__Material for the task__:
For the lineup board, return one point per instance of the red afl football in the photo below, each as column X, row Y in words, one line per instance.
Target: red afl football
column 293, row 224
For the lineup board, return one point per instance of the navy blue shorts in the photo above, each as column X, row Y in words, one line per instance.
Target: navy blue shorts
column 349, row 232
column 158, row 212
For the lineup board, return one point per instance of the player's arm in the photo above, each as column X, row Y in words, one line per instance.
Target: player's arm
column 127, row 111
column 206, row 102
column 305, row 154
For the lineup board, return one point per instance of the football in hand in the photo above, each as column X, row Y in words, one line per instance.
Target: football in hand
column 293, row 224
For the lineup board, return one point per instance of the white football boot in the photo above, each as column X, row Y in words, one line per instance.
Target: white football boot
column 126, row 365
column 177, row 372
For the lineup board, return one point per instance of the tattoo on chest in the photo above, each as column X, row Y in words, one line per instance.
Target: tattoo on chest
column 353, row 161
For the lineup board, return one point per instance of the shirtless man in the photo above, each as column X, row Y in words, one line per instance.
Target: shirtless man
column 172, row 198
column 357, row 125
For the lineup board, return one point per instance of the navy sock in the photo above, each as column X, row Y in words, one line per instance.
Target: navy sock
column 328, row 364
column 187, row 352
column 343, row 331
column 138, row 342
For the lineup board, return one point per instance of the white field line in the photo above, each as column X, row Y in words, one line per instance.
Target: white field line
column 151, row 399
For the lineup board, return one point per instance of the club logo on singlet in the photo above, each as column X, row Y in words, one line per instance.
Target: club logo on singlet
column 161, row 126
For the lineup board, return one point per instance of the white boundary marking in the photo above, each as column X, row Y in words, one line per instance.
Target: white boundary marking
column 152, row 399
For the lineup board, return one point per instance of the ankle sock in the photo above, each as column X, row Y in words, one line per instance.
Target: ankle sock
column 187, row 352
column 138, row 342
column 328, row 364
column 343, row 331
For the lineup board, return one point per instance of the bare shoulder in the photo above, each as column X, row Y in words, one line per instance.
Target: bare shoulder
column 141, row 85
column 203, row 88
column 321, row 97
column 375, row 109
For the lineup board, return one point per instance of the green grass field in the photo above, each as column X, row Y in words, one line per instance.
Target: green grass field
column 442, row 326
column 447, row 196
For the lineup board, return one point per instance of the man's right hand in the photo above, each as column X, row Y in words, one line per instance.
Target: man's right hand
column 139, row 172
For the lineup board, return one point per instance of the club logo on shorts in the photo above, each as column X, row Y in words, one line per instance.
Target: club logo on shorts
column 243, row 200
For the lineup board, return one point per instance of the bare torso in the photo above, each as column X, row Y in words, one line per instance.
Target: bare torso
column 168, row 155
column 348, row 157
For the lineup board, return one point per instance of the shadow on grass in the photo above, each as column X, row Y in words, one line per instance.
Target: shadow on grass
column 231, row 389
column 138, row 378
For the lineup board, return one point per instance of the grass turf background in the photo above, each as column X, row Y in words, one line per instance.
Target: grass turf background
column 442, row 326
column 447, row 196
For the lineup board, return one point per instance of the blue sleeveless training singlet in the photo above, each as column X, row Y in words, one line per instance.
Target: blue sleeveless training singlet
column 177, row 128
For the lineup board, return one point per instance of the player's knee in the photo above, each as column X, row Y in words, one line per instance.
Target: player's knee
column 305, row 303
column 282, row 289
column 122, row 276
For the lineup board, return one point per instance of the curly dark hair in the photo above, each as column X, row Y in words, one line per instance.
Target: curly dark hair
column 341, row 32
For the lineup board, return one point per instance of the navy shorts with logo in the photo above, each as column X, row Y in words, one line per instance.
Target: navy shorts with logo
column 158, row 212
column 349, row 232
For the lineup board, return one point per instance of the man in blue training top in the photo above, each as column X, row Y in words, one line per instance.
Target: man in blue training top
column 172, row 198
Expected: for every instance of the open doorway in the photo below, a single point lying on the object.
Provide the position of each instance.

* * *

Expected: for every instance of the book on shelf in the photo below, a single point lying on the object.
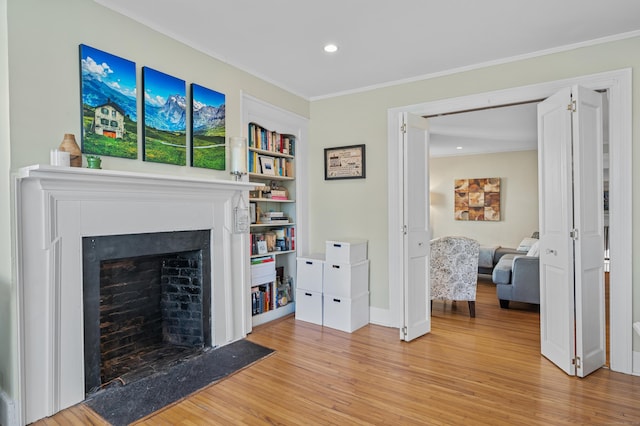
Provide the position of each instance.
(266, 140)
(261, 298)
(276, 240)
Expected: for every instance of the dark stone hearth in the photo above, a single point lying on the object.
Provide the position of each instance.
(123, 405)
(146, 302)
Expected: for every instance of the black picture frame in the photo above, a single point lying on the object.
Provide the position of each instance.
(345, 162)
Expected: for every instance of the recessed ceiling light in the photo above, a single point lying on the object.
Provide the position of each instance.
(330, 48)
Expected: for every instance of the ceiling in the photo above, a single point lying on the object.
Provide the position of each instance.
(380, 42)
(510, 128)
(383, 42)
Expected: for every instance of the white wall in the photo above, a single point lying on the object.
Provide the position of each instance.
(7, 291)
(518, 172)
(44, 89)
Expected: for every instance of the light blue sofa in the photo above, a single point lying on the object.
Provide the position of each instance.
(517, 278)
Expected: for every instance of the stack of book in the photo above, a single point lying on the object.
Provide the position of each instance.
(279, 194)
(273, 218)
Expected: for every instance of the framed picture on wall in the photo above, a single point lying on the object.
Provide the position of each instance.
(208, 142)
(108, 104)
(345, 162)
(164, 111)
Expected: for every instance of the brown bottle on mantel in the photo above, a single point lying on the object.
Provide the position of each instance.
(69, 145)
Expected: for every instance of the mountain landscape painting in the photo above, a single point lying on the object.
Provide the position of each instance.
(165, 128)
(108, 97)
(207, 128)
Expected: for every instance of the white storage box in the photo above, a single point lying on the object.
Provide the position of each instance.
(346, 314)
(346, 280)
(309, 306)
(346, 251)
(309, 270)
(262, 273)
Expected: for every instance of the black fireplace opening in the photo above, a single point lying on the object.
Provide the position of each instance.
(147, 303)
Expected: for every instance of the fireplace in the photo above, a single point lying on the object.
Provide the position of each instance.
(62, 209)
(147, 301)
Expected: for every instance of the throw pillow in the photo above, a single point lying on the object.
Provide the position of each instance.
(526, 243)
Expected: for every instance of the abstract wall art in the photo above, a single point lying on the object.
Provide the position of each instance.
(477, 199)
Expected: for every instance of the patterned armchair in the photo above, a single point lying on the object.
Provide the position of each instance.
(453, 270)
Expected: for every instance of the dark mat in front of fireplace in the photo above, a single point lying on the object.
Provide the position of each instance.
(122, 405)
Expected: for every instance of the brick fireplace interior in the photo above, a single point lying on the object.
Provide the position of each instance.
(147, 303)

__The task__:
Format the listing as a two-column CSV with the header input,output, starting with the line that contains "of the ankle" and going on through the line that contains "column 122, row 276". Each row should pair a text with the coordinates listed under it, with each value in one quoted field and line breaks turned into spaces.

__Solution to the problem__:
input,output
"For the lineup board, return one point per instance of the ankle sock in the photo above, each as column X, row Y in words, one line per instance. Target: ankle sock","column 187, row 352 column 138, row 342 column 328, row 364 column 343, row 331"
"For the lineup board, return one point per instance of the bare shoulder in the photo above, each as column X, row Y in words, one line per instance. Target: bare shoulder","column 141, row 85 column 203, row 88 column 321, row 97 column 375, row 109"
"For the lineup board, return one point per instance of the green grass field in the photo above, each as column X, row Y in words, one line per instance. Target: green grass field","column 442, row 326 column 447, row 196"
"For the lineup board, return one point per instance of the man's right hand in the photo above, each as column X, row Y in words, one line per instance. Target: man's right hand","column 139, row 172"
"For the lineup board, return one point per instance of the club logo on shorts in the photo above, each as column X, row Y in words, one line per instance. Target: club logo on shorts","column 243, row 200"
"For the lineup board, return one point per instance of the bare torso in the photo above, each as column X, row Y in words, one line per instance. Target: bare torso","column 168, row 155 column 348, row 157"
"For the lineup board, return one point per instance of the shadow on grass in the photo above, each as column X, row Y in words, one line per instance. Target: shadow on grass","column 231, row 389 column 138, row 378"
"For the lineup board, return one point per instance of the grass turf background in the photo above, each as column X, row Y in words, one line per instance. Target: grass turf background","column 442, row 326 column 447, row 196"
"For the lineup board, return one point per instance of the blue sleeveless training singlet in the photo above, each as column X, row Y in words, one line per instance. Target: blue sleeveless training singlet","column 177, row 128"
"For the lineup board, return one point per instance of the player's knee in the photo above, each as column X, row Y in words, one line per instance. Target: player's knee","column 305, row 303 column 282, row 289 column 122, row 276"